▶ 节选内容:
┄┄┄┄┄┄┄┄┄┄┄┄┄┄┄┄┄┄┄┄

Spark简介

Spark是专为大规模数据处理而设计的快速通用的计算引擎；
Spark拥有Hadoop MapReduce所具有的优点，但是运行速度却比MapReduce有很大的提升，特别是在数据挖掘、机器学习等需要迭代的领域可提升100x倍的速度：

Spark是基于内存进行数据处理的，MapReduce是基于磁盘进行数据处理的；
Spark中具有DAG有向无环图，DAG有向无环图在此过程中减少了shuffle以及落地磁盘的次数；

Spark流程

Spark Application的运行环境：创建SparkConf对象

- 可以设置Application name；
- 可以设置运行模式及资源需求；

创建SparkContext对象；

- SparkContext向资源管理器申请运行Executor资源，并启动StandaloneExecutorbackend；
- Executor向SparkContext申请Task；
- SparkContext将程序分发给Executor；
- SparkContext构建成DAG图，将DAG图分解成Stage、将Taskset发送给Task Scheduler，最后由Task Scheduler将Task发送给Executor运行；
- Task在Excutor上运行，运行完释放所有的资源；

基于Spark的上下文创建一个RDD，对RDD进行处理；
应用程序中y有Action累算子来触发Transformation类算子执行；
关闭Spark上下文对象SparkContext；

value 类型

细类型	算子
输入分区与输出分区一对一型	map flatMap mapPartitions glom
输入分区与输出分区多对一型	union cartesain
输入分区与输出分区多对多型	groupBy
输出分区为输入分区子集型	filter distinct substract sample takeSample
Cache型	cache persist

key-value类型

细类型	算子
输入分区与输出分区一对一	mapValues
对单个RDD或两个RDD聚集	单个RDD聚集: combineByKey reduceByKey partitionBy; 两个RDD聚集: Cogroup
连接	join leftOutJoin和 rightOutJoin

Action算子

细类型	算子
无输出	foreach
HDFS	saveAsTextFile saveAsObjectFile
Scala集合和数据类型	collect collectAsMap reduceByKeyLocally lookup count top reduce fold aggregate

转换算子（Transformations）

不触发提交作业，只是完成作业中间过程处理；Transformation 操作是延迟计算的，也就是说从一个RDD 转换生成另一个 RDD 的转换操作不是马上执行，需要等到有 Action 操作的时候才会真正触发运算。Transformation参数类型为value或者key-value的形式；

转换算子是延迟执行的，也叫懒加载执行

map

将原来RDD的每个数据通过map中的用户自定义函数映射为一个新的元素，源码中map算子相当于初始化一个RDD --------- f(x)=x -> y

scala源码

  def map[U: ClassTag](f: T => U): RDD[U] = withScope {
    val cleanF = sc.clean(f)

┄┄┄┄┄┄┄┄┄┄┄┄┄┄┄┄┄┄┄┄

▶ 书面题目 1:
请把数据行中从第一行起、直到包含"top-left (383, 427), bottom-right (418, 456)"的那一行（含该行）的各行转换成 JSON 字符串列表，每行对应一个字符串，空行不计入。

┄┄┄┄┄┄┄┄┄┄┄┄┄┄┄┄┄┄┄┄

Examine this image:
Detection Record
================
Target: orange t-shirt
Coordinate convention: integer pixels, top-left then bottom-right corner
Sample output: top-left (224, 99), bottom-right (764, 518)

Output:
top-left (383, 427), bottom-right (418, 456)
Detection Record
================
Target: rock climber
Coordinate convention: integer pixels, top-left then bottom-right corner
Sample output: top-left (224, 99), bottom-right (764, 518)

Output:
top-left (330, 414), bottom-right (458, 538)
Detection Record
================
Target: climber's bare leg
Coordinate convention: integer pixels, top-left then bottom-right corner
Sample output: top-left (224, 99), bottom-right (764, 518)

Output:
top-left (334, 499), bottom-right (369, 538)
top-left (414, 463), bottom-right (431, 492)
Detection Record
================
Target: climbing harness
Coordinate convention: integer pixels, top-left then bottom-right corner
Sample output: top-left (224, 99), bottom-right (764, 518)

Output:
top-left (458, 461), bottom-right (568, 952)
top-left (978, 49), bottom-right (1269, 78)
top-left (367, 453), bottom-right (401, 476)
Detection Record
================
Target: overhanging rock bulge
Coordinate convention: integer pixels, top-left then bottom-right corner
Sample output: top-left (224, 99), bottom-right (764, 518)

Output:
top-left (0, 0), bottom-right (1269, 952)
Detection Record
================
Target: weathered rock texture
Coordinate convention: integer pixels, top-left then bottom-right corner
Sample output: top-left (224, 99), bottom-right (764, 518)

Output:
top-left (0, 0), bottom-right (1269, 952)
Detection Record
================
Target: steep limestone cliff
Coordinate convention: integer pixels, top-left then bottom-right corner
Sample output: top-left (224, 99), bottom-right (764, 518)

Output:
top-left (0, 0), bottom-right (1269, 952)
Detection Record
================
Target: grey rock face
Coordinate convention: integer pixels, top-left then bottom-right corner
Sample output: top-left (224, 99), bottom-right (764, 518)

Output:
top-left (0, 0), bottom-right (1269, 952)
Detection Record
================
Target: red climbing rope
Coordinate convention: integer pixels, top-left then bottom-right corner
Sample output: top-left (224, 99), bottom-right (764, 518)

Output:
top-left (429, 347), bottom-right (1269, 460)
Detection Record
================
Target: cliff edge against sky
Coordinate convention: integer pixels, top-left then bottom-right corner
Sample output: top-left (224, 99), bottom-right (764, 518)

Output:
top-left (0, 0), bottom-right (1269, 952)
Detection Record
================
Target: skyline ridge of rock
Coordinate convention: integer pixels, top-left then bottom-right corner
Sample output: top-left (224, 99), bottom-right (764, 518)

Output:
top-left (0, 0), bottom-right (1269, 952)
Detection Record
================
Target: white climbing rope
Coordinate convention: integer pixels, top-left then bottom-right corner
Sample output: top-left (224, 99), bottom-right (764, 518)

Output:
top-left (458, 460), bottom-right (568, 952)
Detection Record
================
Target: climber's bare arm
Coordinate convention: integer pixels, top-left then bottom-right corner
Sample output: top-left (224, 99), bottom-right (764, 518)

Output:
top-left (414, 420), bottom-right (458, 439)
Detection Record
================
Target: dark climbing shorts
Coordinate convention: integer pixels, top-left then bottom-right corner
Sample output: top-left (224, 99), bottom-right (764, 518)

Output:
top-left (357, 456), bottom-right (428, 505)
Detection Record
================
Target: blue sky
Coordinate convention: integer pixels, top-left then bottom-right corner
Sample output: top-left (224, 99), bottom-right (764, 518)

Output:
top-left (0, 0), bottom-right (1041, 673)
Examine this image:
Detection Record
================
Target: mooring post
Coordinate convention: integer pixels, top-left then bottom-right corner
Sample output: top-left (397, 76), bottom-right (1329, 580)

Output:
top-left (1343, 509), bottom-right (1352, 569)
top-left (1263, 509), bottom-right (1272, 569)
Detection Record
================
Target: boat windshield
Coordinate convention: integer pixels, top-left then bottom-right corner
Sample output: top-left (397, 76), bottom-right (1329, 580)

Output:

┄┄┄┄┄┄┄┄┄┄┄┄┄┄┄┄┄┄┄┄

▶ 书面题目 2:
根据这篇 Spark 简介，Spark 是基于什么进行数据处理的？

▶ 预期输出 1:
[
  "Examine this image:",
  "Detection Record",
  "================",
  "Target: orange t-shirt",
  "Coordinate convention: integer pixels, top-left then bottom-right corner",
  "Sample output: top-left (224, 99), bottom-right (764, 518)",
  "Output:",
  "top-left (383, 427), bottom-right (418, 456)"
]

▶ 预期输出 2:
Spark 是基于内存进行数据处理的。